Data in this exercise start

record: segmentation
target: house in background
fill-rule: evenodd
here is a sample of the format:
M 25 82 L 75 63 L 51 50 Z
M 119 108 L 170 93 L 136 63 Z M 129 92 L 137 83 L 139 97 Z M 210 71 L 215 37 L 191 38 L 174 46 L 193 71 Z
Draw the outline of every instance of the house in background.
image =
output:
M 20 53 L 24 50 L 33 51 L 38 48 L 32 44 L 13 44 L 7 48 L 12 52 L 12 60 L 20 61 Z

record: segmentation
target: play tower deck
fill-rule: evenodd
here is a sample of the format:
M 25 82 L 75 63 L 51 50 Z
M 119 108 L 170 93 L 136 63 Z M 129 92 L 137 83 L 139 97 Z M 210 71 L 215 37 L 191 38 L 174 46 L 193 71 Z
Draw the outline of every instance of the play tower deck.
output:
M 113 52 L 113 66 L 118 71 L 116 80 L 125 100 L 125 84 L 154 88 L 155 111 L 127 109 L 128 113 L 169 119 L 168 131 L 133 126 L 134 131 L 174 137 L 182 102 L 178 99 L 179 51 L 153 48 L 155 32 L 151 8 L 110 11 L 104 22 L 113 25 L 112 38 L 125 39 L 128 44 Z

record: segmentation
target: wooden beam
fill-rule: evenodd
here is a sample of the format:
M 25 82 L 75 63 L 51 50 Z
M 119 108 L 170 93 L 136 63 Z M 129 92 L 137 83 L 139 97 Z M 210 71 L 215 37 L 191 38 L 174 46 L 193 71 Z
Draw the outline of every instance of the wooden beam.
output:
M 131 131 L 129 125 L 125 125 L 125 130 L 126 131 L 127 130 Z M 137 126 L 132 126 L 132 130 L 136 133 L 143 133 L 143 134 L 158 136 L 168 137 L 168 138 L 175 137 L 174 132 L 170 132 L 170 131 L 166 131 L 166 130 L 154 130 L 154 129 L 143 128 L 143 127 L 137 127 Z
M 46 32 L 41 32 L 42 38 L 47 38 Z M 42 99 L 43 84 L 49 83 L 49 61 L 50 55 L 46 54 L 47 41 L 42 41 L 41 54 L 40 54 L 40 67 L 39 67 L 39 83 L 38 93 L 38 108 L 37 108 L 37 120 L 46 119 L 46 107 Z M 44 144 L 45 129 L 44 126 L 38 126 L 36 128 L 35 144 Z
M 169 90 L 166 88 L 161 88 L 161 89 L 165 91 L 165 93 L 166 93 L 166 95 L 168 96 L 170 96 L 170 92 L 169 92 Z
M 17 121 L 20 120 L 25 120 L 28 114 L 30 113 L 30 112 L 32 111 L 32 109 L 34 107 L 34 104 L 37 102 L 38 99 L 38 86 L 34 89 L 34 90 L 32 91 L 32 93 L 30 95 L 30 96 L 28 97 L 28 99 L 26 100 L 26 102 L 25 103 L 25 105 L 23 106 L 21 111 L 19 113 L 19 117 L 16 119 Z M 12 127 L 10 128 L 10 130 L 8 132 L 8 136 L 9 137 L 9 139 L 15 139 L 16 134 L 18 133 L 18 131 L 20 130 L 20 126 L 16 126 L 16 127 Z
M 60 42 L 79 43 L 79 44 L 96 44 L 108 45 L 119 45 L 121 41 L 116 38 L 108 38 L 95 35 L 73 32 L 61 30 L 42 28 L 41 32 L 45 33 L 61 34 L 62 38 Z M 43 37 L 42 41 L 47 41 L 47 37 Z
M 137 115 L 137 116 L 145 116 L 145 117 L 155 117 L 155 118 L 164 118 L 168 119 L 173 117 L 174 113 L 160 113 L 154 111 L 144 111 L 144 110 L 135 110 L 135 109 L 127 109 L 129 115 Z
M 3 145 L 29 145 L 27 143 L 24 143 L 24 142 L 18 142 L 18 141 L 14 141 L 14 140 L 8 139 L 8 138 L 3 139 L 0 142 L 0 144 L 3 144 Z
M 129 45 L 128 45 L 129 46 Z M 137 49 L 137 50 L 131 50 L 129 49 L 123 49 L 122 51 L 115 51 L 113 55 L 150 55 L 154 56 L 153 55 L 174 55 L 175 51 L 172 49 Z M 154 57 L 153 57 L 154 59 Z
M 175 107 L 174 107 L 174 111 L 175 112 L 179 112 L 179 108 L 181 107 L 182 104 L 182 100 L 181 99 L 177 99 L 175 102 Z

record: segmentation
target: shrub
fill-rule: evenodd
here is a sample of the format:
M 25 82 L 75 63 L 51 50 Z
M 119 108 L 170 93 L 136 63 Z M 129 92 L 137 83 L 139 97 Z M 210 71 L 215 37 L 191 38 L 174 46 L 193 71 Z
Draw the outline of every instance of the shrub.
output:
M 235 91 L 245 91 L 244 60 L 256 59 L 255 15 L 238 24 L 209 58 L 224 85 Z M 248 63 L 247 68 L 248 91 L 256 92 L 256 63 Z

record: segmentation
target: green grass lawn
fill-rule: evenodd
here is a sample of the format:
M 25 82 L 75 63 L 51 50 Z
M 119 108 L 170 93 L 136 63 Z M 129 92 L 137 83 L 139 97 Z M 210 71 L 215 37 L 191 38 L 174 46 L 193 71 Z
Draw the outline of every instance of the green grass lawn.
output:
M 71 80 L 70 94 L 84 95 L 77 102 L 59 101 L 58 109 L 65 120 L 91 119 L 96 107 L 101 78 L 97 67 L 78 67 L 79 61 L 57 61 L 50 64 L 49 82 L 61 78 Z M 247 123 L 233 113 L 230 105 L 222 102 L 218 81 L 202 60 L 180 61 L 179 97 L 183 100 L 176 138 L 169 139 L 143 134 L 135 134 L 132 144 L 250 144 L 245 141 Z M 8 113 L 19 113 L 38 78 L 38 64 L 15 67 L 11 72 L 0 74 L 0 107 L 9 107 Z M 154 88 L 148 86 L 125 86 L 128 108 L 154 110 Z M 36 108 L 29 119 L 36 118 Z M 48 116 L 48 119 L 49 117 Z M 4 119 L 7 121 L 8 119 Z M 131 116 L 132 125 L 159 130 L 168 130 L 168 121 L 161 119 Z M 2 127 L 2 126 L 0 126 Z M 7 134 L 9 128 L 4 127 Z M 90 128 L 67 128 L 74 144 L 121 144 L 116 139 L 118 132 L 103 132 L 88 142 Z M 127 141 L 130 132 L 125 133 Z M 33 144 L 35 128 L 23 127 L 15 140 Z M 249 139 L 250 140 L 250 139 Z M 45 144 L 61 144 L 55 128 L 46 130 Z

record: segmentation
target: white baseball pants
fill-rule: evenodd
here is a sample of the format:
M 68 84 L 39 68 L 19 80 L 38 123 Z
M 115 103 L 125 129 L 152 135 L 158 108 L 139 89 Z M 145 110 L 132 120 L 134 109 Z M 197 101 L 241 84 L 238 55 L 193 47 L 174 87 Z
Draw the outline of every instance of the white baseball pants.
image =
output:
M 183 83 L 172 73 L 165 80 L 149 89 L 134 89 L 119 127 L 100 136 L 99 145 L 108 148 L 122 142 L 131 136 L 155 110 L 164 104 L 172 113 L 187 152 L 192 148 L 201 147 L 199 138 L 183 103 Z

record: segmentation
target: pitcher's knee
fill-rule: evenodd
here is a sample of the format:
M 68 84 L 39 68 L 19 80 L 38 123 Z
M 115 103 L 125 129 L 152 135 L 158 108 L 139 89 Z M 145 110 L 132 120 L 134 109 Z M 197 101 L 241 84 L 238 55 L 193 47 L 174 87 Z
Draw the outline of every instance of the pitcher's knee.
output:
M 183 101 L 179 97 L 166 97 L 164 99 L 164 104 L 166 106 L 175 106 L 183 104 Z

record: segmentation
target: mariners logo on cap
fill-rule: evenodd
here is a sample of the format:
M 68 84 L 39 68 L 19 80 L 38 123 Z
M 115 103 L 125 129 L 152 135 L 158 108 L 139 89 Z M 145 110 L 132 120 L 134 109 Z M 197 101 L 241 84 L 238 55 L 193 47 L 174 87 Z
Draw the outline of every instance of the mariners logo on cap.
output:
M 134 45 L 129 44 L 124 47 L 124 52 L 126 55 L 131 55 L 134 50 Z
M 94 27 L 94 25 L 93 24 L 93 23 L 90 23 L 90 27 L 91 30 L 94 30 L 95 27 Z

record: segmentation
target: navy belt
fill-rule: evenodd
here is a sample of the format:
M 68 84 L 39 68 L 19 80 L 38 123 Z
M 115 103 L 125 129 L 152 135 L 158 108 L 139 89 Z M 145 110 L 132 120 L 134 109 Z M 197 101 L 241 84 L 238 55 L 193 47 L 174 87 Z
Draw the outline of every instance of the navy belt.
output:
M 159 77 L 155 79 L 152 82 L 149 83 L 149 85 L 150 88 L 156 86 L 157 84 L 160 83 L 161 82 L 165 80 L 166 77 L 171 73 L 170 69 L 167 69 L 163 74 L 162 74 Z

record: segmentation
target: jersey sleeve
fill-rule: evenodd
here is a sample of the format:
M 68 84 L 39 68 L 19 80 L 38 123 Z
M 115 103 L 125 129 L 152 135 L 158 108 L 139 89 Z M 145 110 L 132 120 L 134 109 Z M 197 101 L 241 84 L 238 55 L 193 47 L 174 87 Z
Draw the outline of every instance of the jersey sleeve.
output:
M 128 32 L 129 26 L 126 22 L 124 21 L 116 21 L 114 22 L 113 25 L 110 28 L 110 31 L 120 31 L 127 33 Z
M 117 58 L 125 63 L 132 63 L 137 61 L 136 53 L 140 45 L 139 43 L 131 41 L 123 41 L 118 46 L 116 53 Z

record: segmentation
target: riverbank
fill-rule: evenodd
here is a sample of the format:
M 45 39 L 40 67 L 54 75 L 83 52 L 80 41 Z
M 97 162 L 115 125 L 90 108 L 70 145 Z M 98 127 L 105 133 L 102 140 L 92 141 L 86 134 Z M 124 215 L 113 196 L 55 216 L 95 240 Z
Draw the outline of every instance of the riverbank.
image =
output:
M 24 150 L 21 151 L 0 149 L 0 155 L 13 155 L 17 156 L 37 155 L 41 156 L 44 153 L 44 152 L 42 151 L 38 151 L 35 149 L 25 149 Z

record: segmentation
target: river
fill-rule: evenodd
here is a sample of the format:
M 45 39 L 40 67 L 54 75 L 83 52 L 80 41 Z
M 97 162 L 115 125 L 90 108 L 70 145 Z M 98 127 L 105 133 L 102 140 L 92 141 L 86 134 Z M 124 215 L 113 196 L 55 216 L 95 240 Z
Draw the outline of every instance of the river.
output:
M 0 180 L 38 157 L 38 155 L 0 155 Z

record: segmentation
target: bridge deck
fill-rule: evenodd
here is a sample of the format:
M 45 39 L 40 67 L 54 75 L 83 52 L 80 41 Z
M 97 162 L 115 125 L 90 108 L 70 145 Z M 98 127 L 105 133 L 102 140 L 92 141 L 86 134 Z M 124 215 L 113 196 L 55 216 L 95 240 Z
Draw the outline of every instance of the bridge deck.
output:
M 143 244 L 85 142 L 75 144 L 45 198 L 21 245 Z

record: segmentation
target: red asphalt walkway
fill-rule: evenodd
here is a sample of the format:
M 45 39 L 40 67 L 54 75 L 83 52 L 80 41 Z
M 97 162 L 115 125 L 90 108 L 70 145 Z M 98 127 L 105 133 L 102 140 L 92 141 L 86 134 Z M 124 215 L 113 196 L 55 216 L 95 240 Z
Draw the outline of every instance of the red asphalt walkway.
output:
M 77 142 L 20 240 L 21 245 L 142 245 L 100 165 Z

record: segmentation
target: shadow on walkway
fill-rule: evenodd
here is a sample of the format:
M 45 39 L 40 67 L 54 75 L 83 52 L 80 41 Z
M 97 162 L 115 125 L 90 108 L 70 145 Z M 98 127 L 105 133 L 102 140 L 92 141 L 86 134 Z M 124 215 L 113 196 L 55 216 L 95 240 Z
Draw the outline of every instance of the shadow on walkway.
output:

Data in this exercise end

### What you should do
Copy out, character for character, the lines starting at the top of the rows above and ending at the line that contains "M 113 52 L 113", including both the first and last lines.

### Worked answer
record: segmentation
target: house in background
fill-rule: evenodd
here is a sample of the format:
M 25 82 L 75 63 L 51 50 Z
M 119 108 L 170 93 L 136 63 Z M 129 92 L 137 83 L 139 97 Z M 210 71 L 215 37 L 191 38 L 174 46 L 193 71 Z
Draw the outline of every instance of the house in background.
image =
output:
M 20 53 L 24 50 L 33 51 L 38 48 L 32 44 L 13 44 L 7 48 L 12 52 L 12 60 L 20 61 Z

record: segmentation
target: play tower deck
fill-rule: evenodd
here is a sample of the format:
M 25 82 L 75 63 L 51 50 Z
M 119 108 L 170 93 L 136 63 Z M 129 92 L 137 83 L 139 97 Z M 210 71 L 215 37 L 191 38 L 174 46 L 193 71 Z
Draw the outline of every instance of the play tower deck.
output:
M 113 52 L 113 66 L 118 71 L 116 80 L 125 100 L 125 84 L 154 88 L 155 111 L 127 109 L 128 113 L 169 119 L 168 131 L 133 126 L 134 131 L 174 137 L 182 102 L 178 99 L 179 51 L 153 48 L 155 32 L 151 8 L 110 11 L 104 22 L 113 25 L 112 38 L 125 39 L 128 44 Z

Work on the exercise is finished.